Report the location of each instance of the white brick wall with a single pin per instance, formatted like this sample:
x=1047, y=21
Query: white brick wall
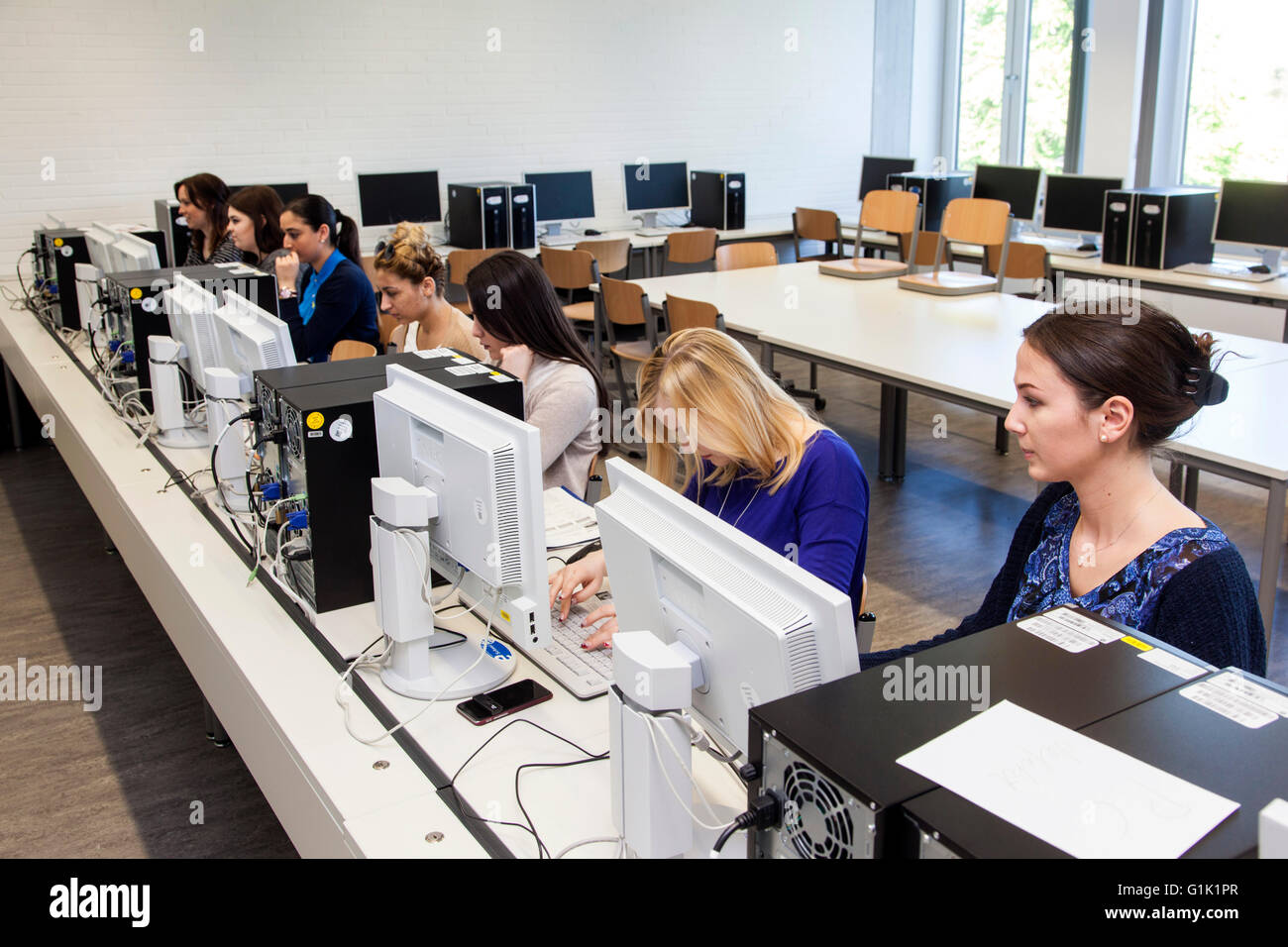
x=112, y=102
------------------------------------------------
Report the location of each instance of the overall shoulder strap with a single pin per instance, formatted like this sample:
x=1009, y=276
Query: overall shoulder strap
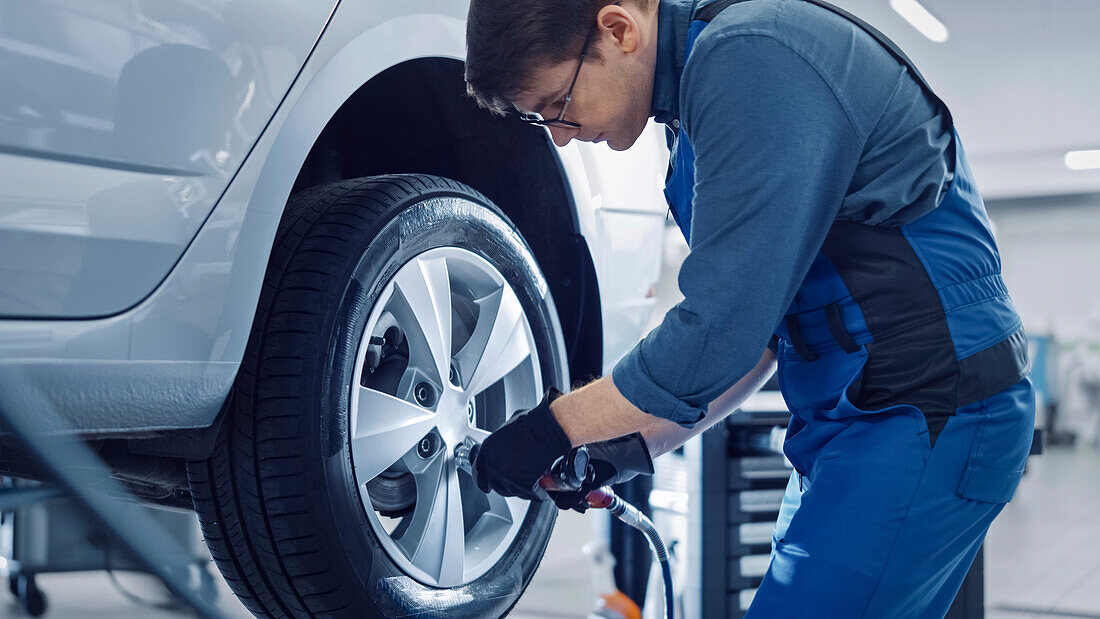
------------------------------------------------
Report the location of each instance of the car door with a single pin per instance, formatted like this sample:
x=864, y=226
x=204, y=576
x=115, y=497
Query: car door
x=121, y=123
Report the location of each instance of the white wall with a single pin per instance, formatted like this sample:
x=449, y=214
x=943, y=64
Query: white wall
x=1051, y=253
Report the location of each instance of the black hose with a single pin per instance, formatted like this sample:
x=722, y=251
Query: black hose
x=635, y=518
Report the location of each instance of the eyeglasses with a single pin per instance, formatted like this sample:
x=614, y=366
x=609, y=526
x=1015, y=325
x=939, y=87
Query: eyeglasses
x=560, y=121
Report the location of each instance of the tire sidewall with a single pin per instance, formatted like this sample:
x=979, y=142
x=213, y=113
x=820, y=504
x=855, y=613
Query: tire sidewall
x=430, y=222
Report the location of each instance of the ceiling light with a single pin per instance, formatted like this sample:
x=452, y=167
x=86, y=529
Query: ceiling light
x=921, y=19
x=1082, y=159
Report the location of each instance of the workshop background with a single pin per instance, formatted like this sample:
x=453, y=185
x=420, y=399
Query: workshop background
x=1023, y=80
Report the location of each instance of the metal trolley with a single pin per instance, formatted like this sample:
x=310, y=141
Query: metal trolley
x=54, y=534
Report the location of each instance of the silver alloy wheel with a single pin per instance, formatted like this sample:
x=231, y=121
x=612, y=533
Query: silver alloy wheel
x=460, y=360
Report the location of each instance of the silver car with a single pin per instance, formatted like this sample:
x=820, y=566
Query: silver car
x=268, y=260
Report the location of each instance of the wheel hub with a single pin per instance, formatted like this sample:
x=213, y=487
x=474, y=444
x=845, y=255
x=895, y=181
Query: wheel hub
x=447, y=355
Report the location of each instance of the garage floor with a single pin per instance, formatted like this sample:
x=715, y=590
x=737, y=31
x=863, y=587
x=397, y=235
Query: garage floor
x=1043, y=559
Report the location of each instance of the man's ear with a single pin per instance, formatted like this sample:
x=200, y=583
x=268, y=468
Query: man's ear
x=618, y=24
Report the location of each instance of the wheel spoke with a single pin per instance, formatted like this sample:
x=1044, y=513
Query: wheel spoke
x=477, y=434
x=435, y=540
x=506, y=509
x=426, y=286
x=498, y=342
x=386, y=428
------------------------------------------------
→ **DIRECTIONS FOR THIS TASK**
Switch "brick" to "stone" in the lines that begin at the line containing "Report the location of each instance of the white brick" and stop after the line containing "x=112, y=102", and write those lines out with nothing else altered. Leave the pictures out.

→ **THE SOLUTION**
Report the location of each instance of the white stone wall with a single pin per instance, formatted like this sample:
x=1047, y=21
Query: white stone wall
x=112, y=102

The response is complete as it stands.